REQUIREMENT
Below are records to repeat exactly. Omit the pictures from the copy.

Image point annotation entries
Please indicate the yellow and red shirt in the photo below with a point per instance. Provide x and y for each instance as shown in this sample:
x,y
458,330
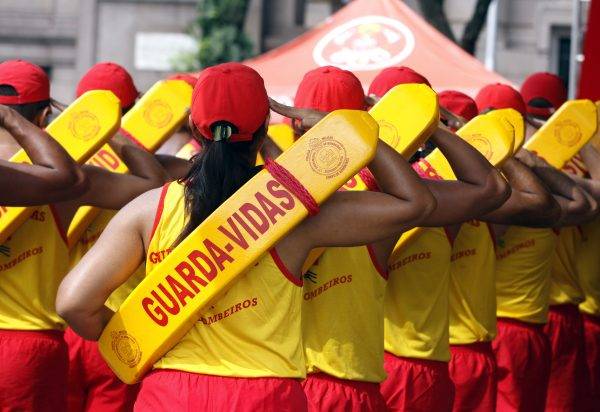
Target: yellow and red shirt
x,y
523,264
254,330
342,315
564,278
33,262
416,299
473,285
588,265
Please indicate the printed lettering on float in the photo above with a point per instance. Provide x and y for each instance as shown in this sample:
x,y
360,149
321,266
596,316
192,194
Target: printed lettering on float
x,y
235,234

WRITTEN RESPONSE
Please indicate the yellow and red shirt in the photo below with a point per instance. Provide x and y for each instance as shown in this sample:
x,y
458,330
Target: yellow and red shirt
x,y
523,264
254,330
342,315
564,278
33,262
416,299
473,285
588,265
Please indicate the printed lettering on float in the photo above with a point per instance. Provide x and y for each instance as shown in this sample:
x,y
360,149
321,266
596,316
192,194
Target: printed lettering on float
x,y
235,234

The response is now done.